▸ **Task to complete**
Find the line with "Show me the concrete" in the entries below, then reproduce it and every line after it down to and including the line with "Show me the rain gutter in the picture above.", exactly.

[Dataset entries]
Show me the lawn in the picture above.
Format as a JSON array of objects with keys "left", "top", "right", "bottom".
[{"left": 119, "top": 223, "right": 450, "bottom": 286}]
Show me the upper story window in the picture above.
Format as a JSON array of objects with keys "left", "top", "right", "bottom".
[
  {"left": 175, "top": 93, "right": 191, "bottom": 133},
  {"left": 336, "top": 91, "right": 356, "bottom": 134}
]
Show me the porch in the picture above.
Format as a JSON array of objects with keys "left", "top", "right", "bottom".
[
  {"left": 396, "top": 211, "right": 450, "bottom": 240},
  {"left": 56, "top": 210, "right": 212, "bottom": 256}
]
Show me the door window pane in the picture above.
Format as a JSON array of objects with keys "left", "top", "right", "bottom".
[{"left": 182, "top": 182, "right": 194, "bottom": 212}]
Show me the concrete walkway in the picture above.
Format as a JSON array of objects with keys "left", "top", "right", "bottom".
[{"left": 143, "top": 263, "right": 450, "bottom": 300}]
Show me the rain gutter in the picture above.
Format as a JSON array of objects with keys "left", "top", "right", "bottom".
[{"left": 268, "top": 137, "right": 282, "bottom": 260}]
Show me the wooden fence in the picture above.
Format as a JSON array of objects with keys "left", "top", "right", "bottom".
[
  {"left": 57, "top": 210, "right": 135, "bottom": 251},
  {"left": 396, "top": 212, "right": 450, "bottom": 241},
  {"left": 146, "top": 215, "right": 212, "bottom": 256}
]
---
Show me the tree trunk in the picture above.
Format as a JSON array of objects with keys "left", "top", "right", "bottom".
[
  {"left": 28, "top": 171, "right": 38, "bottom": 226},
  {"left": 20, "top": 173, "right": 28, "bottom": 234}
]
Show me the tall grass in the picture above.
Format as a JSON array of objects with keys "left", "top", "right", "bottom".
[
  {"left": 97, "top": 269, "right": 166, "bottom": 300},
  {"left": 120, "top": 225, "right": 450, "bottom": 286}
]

▸ **Written response**
Show me the concrete walkway in the picture above.
Format as a JSON array of objects with keys "left", "top", "right", "bottom".
[{"left": 143, "top": 263, "right": 450, "bottom": 300}]
Show me the rain gutter in the picture above.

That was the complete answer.